(Part of a data file)
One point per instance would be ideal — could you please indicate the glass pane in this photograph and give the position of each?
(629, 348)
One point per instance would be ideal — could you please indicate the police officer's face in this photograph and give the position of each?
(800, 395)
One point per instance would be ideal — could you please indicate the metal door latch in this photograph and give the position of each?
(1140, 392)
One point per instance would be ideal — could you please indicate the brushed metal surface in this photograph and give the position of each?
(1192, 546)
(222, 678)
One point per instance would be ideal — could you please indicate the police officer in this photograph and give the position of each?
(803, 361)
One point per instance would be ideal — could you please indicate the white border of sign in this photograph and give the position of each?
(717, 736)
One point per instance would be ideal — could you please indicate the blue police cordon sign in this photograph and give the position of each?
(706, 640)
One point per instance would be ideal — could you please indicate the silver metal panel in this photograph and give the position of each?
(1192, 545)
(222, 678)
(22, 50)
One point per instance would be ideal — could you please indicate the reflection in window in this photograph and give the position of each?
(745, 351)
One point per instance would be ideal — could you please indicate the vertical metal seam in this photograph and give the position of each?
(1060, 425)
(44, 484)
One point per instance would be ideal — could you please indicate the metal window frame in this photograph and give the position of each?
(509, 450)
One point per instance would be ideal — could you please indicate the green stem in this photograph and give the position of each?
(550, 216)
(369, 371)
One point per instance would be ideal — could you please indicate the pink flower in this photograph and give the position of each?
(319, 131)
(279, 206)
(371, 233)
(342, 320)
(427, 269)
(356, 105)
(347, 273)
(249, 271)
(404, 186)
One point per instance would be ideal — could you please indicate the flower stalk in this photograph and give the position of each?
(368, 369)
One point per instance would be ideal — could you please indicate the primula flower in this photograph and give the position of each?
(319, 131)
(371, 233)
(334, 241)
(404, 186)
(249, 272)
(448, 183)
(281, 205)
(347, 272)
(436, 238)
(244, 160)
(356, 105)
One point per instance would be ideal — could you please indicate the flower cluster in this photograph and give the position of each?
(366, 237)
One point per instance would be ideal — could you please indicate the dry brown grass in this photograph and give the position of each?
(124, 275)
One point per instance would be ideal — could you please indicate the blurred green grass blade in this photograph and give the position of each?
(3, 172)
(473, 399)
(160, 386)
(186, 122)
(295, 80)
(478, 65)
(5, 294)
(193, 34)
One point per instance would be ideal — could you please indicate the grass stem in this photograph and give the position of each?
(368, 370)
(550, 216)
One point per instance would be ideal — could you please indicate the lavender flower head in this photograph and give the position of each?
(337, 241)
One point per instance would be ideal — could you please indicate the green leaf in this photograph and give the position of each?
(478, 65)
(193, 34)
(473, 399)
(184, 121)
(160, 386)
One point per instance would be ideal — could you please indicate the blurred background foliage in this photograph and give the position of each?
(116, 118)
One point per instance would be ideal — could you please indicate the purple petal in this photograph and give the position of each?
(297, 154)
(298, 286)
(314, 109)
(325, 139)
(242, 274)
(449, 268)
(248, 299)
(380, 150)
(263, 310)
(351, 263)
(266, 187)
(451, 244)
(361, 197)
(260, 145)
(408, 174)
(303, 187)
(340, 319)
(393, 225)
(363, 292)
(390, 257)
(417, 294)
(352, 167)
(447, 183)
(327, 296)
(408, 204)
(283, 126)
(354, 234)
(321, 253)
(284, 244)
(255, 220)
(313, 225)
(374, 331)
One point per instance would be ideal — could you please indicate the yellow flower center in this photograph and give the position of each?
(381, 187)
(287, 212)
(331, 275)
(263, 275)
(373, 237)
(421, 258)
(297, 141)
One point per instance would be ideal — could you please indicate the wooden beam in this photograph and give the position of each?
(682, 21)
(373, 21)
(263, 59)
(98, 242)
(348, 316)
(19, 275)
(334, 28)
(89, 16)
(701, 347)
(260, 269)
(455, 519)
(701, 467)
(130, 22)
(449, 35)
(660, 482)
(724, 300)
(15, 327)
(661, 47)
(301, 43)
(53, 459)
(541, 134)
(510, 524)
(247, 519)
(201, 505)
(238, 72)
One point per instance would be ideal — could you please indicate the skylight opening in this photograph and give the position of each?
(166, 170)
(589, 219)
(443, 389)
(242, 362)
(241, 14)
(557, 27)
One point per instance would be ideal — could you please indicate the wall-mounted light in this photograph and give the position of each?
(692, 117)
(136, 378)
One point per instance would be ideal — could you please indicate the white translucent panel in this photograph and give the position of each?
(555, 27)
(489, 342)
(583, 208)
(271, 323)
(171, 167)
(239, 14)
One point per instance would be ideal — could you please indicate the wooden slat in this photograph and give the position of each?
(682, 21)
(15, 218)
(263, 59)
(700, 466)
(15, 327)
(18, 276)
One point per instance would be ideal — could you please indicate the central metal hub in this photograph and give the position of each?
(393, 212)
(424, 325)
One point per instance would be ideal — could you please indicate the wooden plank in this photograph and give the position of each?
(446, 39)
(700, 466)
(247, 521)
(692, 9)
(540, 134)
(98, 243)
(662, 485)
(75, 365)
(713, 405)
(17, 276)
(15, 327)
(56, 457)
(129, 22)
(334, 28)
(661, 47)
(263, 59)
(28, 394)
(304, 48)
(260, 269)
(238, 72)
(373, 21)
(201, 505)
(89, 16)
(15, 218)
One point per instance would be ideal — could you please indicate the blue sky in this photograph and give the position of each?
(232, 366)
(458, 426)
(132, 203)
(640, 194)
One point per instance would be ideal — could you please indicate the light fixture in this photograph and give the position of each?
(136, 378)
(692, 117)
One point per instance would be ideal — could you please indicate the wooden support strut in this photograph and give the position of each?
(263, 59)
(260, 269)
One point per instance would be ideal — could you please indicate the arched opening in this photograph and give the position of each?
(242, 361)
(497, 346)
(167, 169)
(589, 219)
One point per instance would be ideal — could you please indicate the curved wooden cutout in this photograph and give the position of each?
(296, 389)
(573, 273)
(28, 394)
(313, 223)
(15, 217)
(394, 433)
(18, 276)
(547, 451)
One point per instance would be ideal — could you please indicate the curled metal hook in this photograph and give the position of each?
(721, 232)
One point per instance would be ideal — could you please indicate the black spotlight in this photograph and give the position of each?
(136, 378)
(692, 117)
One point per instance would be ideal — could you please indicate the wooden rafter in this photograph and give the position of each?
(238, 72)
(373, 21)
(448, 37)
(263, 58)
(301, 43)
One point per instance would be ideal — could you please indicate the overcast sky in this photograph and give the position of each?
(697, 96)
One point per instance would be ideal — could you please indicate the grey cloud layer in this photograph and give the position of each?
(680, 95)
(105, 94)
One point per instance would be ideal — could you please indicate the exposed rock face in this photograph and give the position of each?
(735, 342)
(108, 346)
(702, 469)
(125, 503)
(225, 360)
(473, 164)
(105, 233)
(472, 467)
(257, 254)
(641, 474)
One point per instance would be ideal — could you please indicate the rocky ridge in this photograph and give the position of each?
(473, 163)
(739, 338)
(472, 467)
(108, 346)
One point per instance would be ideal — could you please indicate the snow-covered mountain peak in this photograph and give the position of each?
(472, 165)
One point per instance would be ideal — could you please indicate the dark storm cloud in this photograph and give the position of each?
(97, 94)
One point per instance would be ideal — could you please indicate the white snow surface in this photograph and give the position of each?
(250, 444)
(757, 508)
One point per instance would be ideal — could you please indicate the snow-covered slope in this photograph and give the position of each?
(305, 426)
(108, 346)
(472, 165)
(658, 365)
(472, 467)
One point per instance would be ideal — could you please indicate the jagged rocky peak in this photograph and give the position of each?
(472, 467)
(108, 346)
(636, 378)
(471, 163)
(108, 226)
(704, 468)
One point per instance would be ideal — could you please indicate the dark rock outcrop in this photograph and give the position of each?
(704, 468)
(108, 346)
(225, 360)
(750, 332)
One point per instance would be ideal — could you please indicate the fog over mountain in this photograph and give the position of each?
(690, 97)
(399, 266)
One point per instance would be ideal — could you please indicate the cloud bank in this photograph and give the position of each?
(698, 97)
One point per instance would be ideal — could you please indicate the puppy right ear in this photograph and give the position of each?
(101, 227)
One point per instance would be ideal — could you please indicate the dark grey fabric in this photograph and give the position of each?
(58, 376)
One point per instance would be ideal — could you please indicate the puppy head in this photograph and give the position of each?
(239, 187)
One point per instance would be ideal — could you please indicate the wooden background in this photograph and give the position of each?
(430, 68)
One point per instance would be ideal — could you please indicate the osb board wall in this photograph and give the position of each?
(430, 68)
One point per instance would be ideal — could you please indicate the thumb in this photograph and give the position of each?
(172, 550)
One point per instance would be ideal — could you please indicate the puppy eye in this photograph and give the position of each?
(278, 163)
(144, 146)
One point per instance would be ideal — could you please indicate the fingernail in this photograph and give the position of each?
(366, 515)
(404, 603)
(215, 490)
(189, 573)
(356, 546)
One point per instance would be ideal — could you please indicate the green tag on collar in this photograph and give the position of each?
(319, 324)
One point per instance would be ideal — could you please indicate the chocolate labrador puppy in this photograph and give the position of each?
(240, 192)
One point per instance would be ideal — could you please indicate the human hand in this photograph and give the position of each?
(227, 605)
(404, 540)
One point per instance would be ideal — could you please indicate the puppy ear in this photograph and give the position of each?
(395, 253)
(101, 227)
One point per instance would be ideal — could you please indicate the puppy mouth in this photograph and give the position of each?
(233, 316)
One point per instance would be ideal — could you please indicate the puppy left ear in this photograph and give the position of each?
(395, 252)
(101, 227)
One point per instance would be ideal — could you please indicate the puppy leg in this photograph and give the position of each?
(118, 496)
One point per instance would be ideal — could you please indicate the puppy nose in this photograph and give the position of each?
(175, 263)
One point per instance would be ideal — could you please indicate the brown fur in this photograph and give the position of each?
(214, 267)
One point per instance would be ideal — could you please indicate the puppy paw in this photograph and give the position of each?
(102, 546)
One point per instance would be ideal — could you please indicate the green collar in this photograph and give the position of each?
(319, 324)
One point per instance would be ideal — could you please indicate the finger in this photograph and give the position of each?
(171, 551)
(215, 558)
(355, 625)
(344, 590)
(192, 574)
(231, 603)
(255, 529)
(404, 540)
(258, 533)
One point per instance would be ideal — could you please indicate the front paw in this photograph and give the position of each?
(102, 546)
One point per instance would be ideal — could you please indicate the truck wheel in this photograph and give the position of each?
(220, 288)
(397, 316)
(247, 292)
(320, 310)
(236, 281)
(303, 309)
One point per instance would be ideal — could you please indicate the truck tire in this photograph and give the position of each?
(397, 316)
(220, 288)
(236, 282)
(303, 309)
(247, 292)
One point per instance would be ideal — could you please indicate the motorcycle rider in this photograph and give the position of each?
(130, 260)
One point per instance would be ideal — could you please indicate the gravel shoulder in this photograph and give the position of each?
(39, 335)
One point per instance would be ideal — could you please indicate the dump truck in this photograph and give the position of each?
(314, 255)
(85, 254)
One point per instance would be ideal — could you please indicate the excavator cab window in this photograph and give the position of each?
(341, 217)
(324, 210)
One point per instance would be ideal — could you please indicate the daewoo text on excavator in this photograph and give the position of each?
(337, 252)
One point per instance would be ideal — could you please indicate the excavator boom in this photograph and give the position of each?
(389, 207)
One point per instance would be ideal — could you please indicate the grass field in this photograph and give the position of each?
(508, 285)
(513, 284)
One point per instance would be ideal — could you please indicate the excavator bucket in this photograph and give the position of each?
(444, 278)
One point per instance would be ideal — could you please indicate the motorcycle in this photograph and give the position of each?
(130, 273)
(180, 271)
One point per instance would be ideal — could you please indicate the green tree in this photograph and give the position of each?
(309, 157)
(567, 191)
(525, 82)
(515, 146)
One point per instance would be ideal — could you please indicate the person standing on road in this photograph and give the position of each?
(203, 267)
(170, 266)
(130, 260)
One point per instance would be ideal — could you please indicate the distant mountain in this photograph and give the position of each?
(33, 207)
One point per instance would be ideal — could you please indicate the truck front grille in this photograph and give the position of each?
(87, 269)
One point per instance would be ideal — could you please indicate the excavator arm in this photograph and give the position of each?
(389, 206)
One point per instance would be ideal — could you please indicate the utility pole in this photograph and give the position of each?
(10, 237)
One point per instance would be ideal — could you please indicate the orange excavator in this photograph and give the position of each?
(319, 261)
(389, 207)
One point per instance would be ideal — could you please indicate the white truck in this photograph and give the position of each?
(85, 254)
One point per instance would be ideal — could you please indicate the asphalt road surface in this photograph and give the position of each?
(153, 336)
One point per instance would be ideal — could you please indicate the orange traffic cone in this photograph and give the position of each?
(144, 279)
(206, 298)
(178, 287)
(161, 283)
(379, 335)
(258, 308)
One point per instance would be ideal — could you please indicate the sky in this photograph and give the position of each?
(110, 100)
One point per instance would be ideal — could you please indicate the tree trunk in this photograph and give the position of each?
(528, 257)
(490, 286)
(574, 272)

- Written request -
Every line from the one containing "indicate the utility" through the last line must be copied exactly; leave out the rest.

- Task response -
One point per instance would be ideal — could you please indicate the utility pole in this photograph and give the position of each?
(10, 237)
One point per instance would be ideal — could you please indicate the orange excavator in this photograph and give the position of each?
(319, 261)
(389, 207)
One point per instance would be ideal — could you please indicate the white truck in this photograph and give the position of each?
(85, 254)
One point per instance would be ideal — could you please indicate the asphalt road surface in this photograph and give the position of each?
(153, 336)
One point per instance would be ideal — could you please indicate the orange traffic cone in this photograph and give the position of each?
(144, 279)
(206, 298)
(178, 287)
(161, 283)
(379, 335)
(258, 308)
One point per instance would be ideal — could you please indicate the sky in this photograph and give the position of each?
(110, 100)
One point per instance would be ideal — could you please indicate the tree trunk in this photograph and give the position of each?
(528, 257)
(490, 286)
(574, 272)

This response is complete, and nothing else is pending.